Copy out each line of the material below with no changes.

--- --- ---

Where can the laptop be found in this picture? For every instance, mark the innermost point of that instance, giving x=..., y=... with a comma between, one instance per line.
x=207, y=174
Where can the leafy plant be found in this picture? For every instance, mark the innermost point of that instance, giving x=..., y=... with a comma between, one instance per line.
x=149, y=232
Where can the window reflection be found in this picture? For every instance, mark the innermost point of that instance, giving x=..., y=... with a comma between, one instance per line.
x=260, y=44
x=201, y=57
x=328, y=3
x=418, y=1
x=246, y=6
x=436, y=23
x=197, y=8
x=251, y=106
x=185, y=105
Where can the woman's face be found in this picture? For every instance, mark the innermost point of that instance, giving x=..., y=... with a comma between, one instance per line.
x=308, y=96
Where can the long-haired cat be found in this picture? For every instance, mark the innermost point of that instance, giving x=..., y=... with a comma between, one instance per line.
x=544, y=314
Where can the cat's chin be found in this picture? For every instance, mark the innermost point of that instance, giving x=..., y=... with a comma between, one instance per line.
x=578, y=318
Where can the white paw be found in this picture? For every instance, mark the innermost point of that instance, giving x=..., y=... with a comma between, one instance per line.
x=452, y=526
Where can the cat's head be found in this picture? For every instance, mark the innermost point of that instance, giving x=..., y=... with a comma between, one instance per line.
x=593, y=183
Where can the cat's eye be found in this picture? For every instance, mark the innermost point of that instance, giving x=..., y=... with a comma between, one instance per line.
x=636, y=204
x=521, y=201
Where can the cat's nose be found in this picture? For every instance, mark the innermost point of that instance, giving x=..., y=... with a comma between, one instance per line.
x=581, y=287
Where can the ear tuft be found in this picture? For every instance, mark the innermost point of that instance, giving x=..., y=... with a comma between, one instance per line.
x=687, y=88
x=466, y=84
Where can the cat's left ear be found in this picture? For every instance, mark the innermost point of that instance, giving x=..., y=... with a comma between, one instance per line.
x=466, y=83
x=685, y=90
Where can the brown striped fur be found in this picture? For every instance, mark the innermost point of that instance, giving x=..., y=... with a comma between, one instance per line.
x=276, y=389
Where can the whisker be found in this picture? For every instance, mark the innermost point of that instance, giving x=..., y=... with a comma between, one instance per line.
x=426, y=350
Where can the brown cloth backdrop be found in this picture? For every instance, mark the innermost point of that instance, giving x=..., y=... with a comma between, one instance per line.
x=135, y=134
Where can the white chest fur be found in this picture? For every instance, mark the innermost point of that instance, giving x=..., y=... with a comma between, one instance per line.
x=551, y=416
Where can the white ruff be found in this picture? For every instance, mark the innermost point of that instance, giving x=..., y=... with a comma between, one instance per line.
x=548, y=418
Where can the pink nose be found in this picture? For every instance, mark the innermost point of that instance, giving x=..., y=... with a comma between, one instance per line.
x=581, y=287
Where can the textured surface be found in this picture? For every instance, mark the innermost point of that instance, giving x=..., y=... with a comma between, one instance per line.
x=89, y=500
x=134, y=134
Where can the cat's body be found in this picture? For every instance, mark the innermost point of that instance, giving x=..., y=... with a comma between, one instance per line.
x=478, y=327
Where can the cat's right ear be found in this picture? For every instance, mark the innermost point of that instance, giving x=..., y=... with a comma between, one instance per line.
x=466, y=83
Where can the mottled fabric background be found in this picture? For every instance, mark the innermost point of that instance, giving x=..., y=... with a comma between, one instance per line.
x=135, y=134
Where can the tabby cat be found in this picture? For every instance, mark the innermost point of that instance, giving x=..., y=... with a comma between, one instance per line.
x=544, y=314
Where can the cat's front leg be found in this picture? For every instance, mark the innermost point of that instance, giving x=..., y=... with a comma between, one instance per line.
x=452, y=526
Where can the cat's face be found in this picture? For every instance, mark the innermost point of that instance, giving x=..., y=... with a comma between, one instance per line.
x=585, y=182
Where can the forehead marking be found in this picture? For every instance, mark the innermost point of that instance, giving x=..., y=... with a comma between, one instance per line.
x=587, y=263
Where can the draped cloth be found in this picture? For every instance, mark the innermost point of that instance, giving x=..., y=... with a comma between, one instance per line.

--- --- ---

SOLUTION ::
Where can the laptop be found in this picture? For every instance, mark the innermost point of that instance, giving x=..., y=... with a comma between, one instance per line.
x=207, y=174
Where can the leafy plant be found in this picture? For every instance, mark the innermost point of that instance, giving x=..., y=... with a comma between, one instance per line.
x=149, y=232
Where can the window reflection be found in this picture? For every instance, mark the innermost point of that instance, giving x=..., y=... with a comma between, one instance per line.
x=260, y=44
x=201, y=57
x=328, y=3
x=418, y=1
x=246, y=6
x=436, y=23
x=197, y=8
x=251, y=106
x=185, y=105
Where can the woman's face be found in this picture? For every instance, mark the innermost point of that instance, giving x=..., y=... with a comma between, one instance per line.
x=308, y=96
Where can the long-haired cat be found in this picture? For every instance, mark the innermost point of that instance, giving x=..., y=... with a comma between, one instance per line.
x=544, y=314
Where can the cat's chin be found in this picture? For every instance, mark the innermost point of that instance, giving x=..., y=... with a comma between, one instance per line.
x=578, y=318
Where can the white paw be found in this picture? For every instance, mark the innermost point of that instance, giving x=..., y=... with a comma between, one instance per line.
x=452, y=526
Where can the cat's head be found in this picture? For every instance, mark the innermost point of that instance, giving x=..., y=... with a comma between, one instance per line.
x=593, y=183
Where can the cat's eye be found in this picture? For every instance, mark the innermost point of that instance, giving x=..., y=... with a comma between, one instance per line.
x=636, y=204
x=521, y=201
Where can the cat's nose be found in this picture? For every instance, mark the innermost point of that instance, giving x=..., y=... with a comma between, one instance per line.
x=581, y=287
Where can the ear tuft be found in this picture? For every instance, mark the innermost point of that instance, giving x=..., y=... with a comma between, one instance per line.
x=687, y=88
x=466, y=84
Where can the cat's left ear be found in this picture? For every instance, mark the innermost point of that instance, giving x=..., y=... with a comma between, one instance per line.
x=466, y=83
x=685, y=90
Where can the brown striped fur be found in this picture? For every instance, mark the innermost point of that instance, giving x=..., y=... with a comma between, one instance per line.
x=276, y=389
Where can the whisker be found in this picture? For every instance, mark the innermost point of that instance, giving x=..., y=... with a comma between, one instance per line.
x=426, y=350
Where can the brown cloth backdrop be found in this picture? For every instance, mark the innermost point of that instance, giving x=..., y=... with a comma between, one instance per line.
x=135, y=134
Where can the white chest fur be found in this picture? For every instance, mark the innermost point of that instance, giving x=..., y=... with a comma between, one instance per line.
x=551, y=416
Where can the white ruff be found in this picture? For every instance, mark the innermost point of that instance, giving x=..., y=... with a comma between, one instance per line.
x=548, y=418
Where can the pink nose be found in this picture? For every instance, mark the innermost point of that instance, giving x=..., y=... with a comma between, one instance per line.
x=581, y=287
Where can the textured surface be found in this picture? For every instance, mark the innermost point of that instance, giving x=..., y=... with a comma between, one instance per line.
x=89, y=500
x=134, y=134
Where can the cat's body be found in this picture? For every instance, mark the innermost point of that instance, giving x=..., y=... with a comma between, one instance per line.
x=478, y=327
Where can the cat's right ear be found in this picture? For every instance, mark the innermost point of that instance, giving x=..., y=... with a comma between, one instance per line.
x=466, y=83
Where can the mottled fabric background be found in this picture? For every instance, mark the innermost point of that instance, giving x=..., y=... with a comma between, one instance per line.
x=135, y=134
Where can the tabby cat be found in this picture? For every instance, mark the innermost point of that instance, giving x=..., y=... with a comma between, one instance per line.
x=544, y=314
Where can the cat's front leg be found in this picture? For every instance, mark the innermost point of that instance, giving x=..., y=... with a comma between, one instance per line.
x=452, y=526
Where can the cat's face be found in this picture? For every instance, mark the innermost point of that instance, giving x=..., y=... with a comma between, one instance per line.
x=585, y=182
Where can the forehead marking be found in this picture? For every instance, mark the innermost point of that instance, giving x=..., y=... with a comma between, one instance per line.
x=587, y=263
Where can the draped cloth be found in this picture? For every instance, mark the innermost point of that instance, giving x=..., y=... with a comma between, one instance per line.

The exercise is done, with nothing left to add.